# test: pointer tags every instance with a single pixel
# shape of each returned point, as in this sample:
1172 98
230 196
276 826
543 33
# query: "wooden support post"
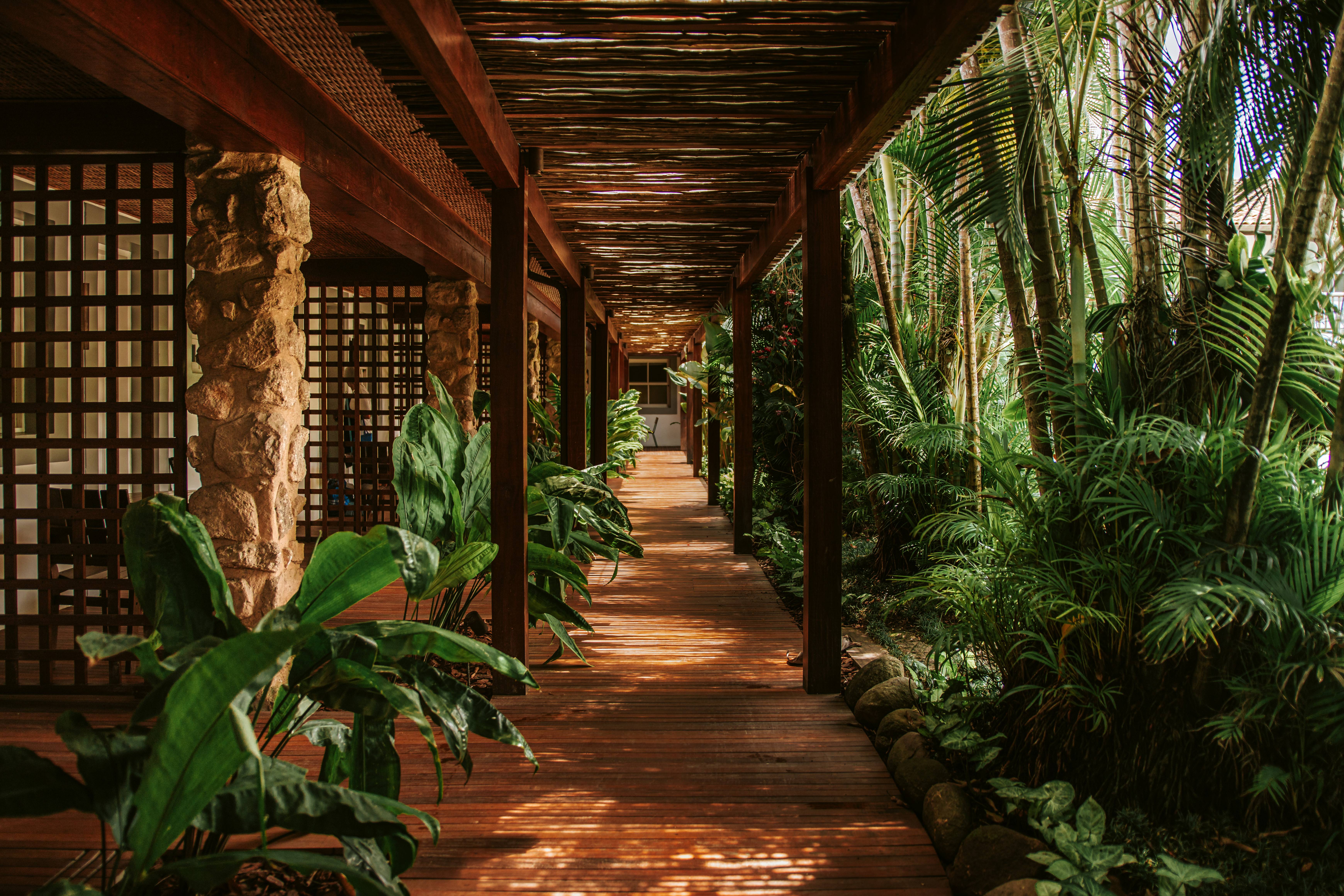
509 426
714 445
573 375
697 433
823 277
601 371
744 456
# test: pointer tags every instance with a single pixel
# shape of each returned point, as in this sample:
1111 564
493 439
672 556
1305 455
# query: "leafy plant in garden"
210 766
443 481
1081 862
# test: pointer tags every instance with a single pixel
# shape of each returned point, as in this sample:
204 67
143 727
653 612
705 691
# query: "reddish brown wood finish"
686 759
744 453
573 389
548 238
202 66
909 64
509 424
601 366
823 279
432 34
697 433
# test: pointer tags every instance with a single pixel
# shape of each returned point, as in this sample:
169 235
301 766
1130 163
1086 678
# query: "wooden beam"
823 280
573 373
509 426
783 224
909 64
208 70
744 460
548 237
433 37
601 366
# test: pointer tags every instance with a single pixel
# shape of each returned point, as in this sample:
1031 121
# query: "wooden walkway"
687 759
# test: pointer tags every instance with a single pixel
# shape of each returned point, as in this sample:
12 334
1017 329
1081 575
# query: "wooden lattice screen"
366 369
483 361
95 349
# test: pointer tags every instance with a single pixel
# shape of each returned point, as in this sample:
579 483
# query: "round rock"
947 817
912 746
894 726
873 675
991 858
880 700
915 778
1026 887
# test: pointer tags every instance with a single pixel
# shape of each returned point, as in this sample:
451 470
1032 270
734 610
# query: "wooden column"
823 277
573 379
714 445
601 371
697 433
744 456
509 425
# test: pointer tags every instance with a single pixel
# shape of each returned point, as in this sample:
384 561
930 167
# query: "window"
651 381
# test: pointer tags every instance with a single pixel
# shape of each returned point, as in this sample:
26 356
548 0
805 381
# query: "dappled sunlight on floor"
685 759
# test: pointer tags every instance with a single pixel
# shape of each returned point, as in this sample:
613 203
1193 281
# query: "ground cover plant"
198 761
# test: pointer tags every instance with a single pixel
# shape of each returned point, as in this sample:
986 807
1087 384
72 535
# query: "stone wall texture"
451 340
252 218
534 361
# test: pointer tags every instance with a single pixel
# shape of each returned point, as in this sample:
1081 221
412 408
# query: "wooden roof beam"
208 70
908 65
435 38
548 238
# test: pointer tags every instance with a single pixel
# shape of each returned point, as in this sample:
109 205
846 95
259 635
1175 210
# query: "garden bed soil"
265 879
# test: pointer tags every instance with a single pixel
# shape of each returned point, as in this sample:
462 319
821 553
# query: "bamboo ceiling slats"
670 128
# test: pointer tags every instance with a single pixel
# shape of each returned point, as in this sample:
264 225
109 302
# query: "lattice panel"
95 350
366 369
483 366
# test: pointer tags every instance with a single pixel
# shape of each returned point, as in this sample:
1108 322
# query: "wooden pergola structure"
658 158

- What you need to do:
Apart from the images, every line above is to be given again exactly.

- Response to the exercise:
# test: pointer tags every instance with a single pixel
# shape of each returned point, as in this sample:
1172 98
230 196
276 826
543 33
# query: "wooden support post"
509 426
714 445
573 375
697 433
823 277
601 371
744 456
# test: pointer tags every instance with a single pixel
# shape of each returned point, as in this sample:
1111 564
493 439
672 556
1305 455
# query: "leafy plant in garden"
210 766
443 481
1081 862
# test: pointer tags every instance with a single pixel
# shape of each returned point, as in this sample:
204 67
143 727
653 612
705 691
# query: "reddish brown wood finish"
686 759
744 453
573 389
548 238
202 66
909 64
509 424
601 366
823 279
432 34
697 433
# test: pointer tags every instance with a single pixel
# shape of each returned point, as in this sample:
169 235
301 766
1130 163
1086 678
# query: "wooden beam"
823 280
573 373
509 426
783 224
909 64
208 70
744 460
548 237
433 37
601 366
# test: pointer tags every instance with a single pixel
# shape of each returned point, as in this sample:
1031 121
# query: "wooden walkway"
687 759
# test: pointer tags every instance with a single pixel
# shape of each returned point, as in this sample:
12 334
1017 329
1081 575
# query: "wooden lattice screen"
366 369
483 361
95 349
# test: pointer tags every instance with a single pixel
# shape of each returned point, as in this sample:
579 483
# query: "round rock"
947 817
912 746
894 726
873 675
991 858
880 700
915 778
1026 887
# test: pointer tags every instance with a single pixel
# shape of each returned point, as in this sample:
451 470
1032 270
734 610
# query: "wooden column"
823 277
573 379
714 445
601 371
697 433
744 456
509 425
# test: pointer tags every instance with a single pixel
# shape of each returned point, as in this sample:
384 561
930 167
# query: "window"
651 381
# test: pointer tags every instance with a single pixel
# shape of each returned point, as in this sample:
26 356
548 0
805 381
# query: "dappled sunlight on floor"
685 759
# test: pointer tags every instance with a single pixel
# shape of each returned point, as in this sample:
613 203
1193 281
# query: "ground cover plant"
198 761
# test: pointer tags every instance with a single pixel
# shape of each returned point, as in this sample:
986 807
1087 384
72 535
# query: "stone wall texture"
451 340
252 218
534 361
# test: pointer tags every instance with a single pixel
# shape of each returned point, as in this sample:
1081 221
412 408
# query: "wooden roof beam"
208 70
908 65
435 38
548 238
# test: pointer tags every instance with a single pixel
# shape of each returned point, as in this sample:
109 205
846 95
259 635
1175 210
# query: "garden bed soil"
265 879
# test: pointer tags every instance with a single pixel
# shape of each returned point, as in this sample:
462 319
821 553
# query: "bamboo ceiling slats"
670 128
# test: pointer tags every instance with a single pixel
# shape of each returned point, as in this sample:
264 225
109 302
# query: "lattice panel"
95 350
366 369
483 366
# test: pointer tags every instance with a single pixel
# shape of each returned point, as in this sample:
1108 322
# query: "wooden pergola structure"
658 158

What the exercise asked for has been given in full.